* _Text passage_:
Traci Park consistently defends corporations and police against workers, and on City Council she sides with business lobbyists and big donors over unions, fair wages, and the rights of working Angelenos.
Traci Park does not stand with working people. She aligns herself with the wealthy elite, corporate landlords, and business lobbyists who want to weaken worker protections, cut wages, and block policies that benefit working-class Angelenos. During her campaign, Park was funded by big business interests, police unions, and corporate landlords, many of whom have a direct financial stake in keeping wages low and eliminating workplace safeguards. Since taking office, she has repeatedly prioritized the demands of business owners, developers, and corporate donors over the needs of the workers who keep Los Angeles running.
Before running for office, Park spent her entire career defending cities and corporations against workers who faced harassment, discrimination, wage theft, and retaliation. She was trained at Littler Mendelson, one of the most notorious union-busting law firms in the world and a key player in anti-union campaigns at Amazon and Starbucks. She later joined Ogletree Deakins, another firm known for fighting workers’ rights, which once defended racist Arizona sheriff Joe Arpaio and the Republican Party in North Carolina against gerrymandering lawsuits. At Burke, Williams & Sorensen, Park’s firm openly stated that she “exclusively assisted management,” meaning her job was to fight against workers’ rights on behalf of corporate and government employers.
In one particularly disturbing case, Harrell v. City of Anaheim (2021), Park argued that a white employee’s repeated use of the n-word around a Black colleague did not constitute harassment. The defense was so offensive that Black community leaders in Los Angeles held a press conference condemning her candidacy. From defending police brutality to protecting war profiteers like Raytheon, Park has consistently chosen to stand with the powerful against the people.

(Records from a dataset)
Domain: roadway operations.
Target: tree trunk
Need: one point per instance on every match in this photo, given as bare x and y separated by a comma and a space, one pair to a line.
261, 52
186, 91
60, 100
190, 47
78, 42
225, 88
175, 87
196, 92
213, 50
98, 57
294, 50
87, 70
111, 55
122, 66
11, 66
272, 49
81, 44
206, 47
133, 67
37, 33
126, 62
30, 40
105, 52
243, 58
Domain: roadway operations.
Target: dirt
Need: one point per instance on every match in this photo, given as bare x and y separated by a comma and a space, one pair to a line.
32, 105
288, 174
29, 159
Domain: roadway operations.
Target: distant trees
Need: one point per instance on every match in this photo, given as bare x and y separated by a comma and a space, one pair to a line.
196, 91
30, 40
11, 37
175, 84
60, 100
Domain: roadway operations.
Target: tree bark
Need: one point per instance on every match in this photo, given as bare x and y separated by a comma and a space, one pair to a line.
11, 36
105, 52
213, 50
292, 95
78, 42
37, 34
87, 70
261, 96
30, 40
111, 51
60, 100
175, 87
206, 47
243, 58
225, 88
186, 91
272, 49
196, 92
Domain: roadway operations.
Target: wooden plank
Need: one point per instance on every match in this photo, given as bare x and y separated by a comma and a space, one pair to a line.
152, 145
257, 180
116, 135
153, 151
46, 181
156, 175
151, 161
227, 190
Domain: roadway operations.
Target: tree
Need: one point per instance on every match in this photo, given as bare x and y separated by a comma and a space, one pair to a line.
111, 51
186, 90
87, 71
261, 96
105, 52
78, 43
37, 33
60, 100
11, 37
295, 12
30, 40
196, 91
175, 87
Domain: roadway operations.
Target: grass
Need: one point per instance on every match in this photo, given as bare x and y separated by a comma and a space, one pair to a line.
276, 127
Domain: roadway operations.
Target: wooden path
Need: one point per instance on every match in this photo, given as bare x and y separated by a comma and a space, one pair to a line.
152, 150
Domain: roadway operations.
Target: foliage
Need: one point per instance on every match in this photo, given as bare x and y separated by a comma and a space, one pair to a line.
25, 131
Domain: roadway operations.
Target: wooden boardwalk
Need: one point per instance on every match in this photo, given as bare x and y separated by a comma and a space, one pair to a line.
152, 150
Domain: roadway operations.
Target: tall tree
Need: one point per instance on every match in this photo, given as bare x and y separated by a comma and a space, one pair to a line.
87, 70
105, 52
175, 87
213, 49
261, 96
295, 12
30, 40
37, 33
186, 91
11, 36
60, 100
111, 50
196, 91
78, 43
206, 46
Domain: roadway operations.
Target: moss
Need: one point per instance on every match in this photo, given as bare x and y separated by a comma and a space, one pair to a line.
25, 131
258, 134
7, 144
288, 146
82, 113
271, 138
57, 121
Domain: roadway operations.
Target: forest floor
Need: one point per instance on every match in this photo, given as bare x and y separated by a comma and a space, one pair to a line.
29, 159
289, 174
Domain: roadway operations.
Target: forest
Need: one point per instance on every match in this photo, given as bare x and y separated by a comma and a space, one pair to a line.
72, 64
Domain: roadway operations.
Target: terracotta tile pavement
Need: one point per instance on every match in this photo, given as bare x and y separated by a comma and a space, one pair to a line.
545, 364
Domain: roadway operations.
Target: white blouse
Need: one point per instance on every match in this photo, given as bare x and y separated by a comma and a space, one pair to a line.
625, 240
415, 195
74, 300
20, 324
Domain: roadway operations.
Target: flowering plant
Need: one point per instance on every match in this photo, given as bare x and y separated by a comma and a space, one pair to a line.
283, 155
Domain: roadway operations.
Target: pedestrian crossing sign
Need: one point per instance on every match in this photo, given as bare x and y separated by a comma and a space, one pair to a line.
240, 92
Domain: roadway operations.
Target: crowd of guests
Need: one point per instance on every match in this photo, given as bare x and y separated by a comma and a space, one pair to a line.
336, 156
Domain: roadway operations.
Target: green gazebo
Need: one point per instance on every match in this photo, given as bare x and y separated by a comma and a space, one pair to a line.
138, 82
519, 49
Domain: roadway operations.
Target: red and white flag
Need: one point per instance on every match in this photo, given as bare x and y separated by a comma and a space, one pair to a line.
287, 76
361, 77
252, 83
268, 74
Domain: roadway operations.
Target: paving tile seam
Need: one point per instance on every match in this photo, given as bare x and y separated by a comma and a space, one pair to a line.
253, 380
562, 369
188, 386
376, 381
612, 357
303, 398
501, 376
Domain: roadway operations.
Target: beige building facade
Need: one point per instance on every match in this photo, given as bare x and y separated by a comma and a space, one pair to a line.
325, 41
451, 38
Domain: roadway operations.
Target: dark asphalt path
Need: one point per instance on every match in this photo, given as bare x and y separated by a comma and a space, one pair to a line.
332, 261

* _Assigned task 1_: How would you render this sentence from the passage on Traci Park into Spanish: "Traci Park does not stand with working people."
* _Assigned task 2_: Extract the portion of the passage on Traci Park between "Traci Park consistently" and "Los Angeles running.", inclusive.
* _Assigned task 3_: According to the passage on Traci Park, at which law firm was Park trained?

* _Exercise response 1_: Traci Park no está del lado de los trabajadores.

* _Exercise response 2_:
Traci Park consistently defends corporations and police against workers, and on City Council she sides with business lobbyists and big donors over unions, fair wages, and the rights of working Angelenos.
Traci Park does not stand with working people. She aligns herself with the wealthy elite, corporate landlords, and business lobbyists who want to weaken worker protections, cut wages, and block policies that benefit working-class Angelenos. During her campaign, Park was funded by big business interests, police unions, and corporate landlords, many of whom have a direct financial stake in keeping wages low and eliminating workplace safeguards. Since taking office, she has repeatedly prioritized the demands of business owners, developers, and corporate donors over the needs of the workers who keep Los Angeles running.

* _Exercise response 3_: Littler Mendelson.